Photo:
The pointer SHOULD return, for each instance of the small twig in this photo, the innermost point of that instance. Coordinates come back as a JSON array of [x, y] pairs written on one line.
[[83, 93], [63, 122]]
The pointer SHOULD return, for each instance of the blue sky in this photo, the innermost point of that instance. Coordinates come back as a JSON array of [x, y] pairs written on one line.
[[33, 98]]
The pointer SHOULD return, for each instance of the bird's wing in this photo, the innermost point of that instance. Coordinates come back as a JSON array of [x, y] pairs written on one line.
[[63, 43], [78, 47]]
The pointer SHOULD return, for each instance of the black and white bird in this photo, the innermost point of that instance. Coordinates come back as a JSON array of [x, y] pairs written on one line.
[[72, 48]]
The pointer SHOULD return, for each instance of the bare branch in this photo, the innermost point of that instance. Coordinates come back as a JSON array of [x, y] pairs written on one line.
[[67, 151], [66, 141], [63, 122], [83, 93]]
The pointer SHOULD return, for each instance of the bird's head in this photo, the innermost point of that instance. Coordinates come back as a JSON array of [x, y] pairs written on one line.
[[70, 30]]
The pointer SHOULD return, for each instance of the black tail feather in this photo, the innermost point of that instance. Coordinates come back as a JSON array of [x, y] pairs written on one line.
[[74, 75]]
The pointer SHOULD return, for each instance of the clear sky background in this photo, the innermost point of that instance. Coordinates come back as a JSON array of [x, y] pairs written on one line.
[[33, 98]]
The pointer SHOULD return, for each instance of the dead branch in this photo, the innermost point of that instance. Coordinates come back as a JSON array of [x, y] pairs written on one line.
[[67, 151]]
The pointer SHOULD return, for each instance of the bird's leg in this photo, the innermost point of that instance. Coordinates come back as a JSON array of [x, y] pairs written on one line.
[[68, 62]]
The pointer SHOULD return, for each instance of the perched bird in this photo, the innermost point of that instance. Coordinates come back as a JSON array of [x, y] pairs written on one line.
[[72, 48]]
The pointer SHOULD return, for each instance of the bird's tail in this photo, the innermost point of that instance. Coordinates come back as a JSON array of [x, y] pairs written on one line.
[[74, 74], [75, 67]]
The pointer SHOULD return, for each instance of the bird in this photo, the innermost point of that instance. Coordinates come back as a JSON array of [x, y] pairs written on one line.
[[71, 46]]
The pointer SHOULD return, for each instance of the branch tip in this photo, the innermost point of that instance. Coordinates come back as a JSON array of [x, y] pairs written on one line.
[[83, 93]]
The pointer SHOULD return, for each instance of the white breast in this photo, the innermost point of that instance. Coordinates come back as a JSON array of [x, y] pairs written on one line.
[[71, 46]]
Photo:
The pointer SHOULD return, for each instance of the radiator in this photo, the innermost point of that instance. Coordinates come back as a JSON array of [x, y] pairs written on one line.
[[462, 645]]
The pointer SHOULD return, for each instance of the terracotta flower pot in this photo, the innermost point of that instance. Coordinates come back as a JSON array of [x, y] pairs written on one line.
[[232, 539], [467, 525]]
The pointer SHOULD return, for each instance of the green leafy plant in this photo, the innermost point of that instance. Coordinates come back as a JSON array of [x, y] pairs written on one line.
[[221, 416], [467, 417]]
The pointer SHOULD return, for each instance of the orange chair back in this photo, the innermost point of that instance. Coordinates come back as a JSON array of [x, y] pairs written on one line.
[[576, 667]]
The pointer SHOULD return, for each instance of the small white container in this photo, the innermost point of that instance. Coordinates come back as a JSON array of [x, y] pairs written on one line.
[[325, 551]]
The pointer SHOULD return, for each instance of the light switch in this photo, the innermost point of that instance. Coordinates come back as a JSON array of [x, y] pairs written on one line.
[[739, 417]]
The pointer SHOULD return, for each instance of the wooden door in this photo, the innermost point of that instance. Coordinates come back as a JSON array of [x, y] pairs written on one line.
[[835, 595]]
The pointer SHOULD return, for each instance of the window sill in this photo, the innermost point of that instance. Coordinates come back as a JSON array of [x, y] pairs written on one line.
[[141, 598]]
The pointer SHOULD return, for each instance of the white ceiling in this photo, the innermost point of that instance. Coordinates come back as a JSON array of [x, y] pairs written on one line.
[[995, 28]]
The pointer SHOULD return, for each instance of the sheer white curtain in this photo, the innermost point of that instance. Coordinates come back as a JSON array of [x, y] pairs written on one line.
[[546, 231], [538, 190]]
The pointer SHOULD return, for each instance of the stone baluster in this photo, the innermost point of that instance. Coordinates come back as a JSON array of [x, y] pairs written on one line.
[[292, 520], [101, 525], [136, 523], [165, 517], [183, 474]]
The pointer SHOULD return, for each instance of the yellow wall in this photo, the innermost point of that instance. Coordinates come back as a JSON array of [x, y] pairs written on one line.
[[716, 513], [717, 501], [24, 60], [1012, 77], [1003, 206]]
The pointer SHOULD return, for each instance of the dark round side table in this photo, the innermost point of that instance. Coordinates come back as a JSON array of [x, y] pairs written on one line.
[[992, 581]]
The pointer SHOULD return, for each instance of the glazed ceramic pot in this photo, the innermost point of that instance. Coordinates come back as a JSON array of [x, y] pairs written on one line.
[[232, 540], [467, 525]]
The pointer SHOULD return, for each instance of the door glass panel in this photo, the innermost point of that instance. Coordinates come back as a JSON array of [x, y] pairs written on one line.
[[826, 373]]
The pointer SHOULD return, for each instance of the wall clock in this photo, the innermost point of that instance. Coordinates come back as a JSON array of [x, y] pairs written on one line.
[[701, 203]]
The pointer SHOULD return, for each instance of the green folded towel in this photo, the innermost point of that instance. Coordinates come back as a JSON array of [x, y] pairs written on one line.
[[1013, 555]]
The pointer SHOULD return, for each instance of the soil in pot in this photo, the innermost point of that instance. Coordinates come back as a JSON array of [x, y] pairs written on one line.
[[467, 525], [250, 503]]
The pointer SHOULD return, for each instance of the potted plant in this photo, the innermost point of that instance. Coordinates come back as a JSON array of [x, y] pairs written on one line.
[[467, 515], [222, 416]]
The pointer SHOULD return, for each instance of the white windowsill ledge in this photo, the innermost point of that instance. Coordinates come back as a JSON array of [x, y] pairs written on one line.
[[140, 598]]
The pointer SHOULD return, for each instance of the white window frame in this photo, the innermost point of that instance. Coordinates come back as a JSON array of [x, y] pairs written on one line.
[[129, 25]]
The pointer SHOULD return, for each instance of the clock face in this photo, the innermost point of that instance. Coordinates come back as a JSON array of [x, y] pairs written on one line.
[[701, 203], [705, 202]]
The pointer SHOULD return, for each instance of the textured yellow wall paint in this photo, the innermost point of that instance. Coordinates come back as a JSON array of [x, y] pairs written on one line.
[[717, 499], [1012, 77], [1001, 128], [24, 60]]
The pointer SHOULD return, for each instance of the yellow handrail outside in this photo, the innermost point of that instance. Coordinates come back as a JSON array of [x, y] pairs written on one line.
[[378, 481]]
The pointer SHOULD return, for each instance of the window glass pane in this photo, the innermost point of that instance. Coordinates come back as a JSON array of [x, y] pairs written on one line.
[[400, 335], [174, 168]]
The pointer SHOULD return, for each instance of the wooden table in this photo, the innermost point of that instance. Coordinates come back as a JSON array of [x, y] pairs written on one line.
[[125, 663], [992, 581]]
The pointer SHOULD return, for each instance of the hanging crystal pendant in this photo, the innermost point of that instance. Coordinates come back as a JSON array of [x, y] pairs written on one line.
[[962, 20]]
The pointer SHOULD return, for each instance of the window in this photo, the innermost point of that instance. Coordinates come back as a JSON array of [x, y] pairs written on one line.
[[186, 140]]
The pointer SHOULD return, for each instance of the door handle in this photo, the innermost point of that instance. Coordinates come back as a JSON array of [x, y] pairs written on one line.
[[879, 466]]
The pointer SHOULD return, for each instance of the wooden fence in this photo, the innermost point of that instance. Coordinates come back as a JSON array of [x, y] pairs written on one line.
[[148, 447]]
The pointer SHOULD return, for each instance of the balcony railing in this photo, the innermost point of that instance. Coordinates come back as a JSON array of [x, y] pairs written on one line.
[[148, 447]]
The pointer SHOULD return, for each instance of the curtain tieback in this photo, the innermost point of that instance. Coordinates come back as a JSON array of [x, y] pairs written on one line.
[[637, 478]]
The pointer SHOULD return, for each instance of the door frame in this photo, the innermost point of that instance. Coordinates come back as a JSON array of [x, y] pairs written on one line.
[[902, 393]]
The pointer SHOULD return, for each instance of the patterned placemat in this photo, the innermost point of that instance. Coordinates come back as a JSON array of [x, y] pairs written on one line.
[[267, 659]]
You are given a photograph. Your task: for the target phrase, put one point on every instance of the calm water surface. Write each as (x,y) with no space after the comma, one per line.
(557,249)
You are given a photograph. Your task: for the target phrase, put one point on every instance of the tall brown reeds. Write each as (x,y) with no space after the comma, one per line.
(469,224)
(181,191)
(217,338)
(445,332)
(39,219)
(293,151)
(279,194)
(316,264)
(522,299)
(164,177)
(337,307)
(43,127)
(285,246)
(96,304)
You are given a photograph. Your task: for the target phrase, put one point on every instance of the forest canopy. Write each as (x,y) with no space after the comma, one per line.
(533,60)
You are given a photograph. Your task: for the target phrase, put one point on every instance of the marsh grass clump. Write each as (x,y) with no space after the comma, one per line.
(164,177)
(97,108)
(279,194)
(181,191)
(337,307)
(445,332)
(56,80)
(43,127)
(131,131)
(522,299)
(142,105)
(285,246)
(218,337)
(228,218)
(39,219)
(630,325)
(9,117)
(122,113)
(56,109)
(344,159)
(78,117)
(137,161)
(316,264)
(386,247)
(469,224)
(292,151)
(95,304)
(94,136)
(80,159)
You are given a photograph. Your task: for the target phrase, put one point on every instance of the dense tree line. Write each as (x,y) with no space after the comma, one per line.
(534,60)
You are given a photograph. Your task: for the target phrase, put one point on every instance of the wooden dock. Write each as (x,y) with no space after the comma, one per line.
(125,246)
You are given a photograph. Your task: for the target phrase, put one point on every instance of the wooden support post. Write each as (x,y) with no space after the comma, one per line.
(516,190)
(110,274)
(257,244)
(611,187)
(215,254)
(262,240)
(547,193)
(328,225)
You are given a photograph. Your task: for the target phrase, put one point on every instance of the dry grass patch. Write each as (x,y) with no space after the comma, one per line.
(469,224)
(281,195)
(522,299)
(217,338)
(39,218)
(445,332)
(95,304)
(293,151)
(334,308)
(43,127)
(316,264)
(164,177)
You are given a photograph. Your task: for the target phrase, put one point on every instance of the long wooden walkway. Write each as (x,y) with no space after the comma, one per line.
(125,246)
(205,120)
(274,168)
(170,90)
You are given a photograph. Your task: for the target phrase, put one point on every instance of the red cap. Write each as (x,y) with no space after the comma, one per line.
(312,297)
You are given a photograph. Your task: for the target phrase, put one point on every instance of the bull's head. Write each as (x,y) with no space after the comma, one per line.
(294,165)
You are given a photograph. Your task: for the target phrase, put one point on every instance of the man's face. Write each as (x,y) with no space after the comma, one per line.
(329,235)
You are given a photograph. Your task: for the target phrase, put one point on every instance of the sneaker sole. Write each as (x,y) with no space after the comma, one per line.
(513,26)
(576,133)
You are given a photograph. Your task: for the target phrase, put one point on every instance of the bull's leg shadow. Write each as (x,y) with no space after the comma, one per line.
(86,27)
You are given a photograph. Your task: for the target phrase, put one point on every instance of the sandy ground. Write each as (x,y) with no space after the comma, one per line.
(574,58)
● ● ● ● ●
Return an exact copy of only the lines from the one with "of the sneaker" through the end of the listing above, both included.

You are given a photograph. Your task: for the target phrase, put one point on every instance of the sneaker sole. Write each as (x,y) with no space after the comma, one per line.
(513,26)
(576,133)
You are given a photograph. Your task: for the target phrase, put one point on every instance of the bull's leg shadow. Write each as (x,y) with no space after the comma, one per line.
(86,27)
You are given a photograph. Your task: for the target phrase, put one point on every instance of the sandy ground. Write each as (x,y) with no space after the comma, one per line.
(574,58)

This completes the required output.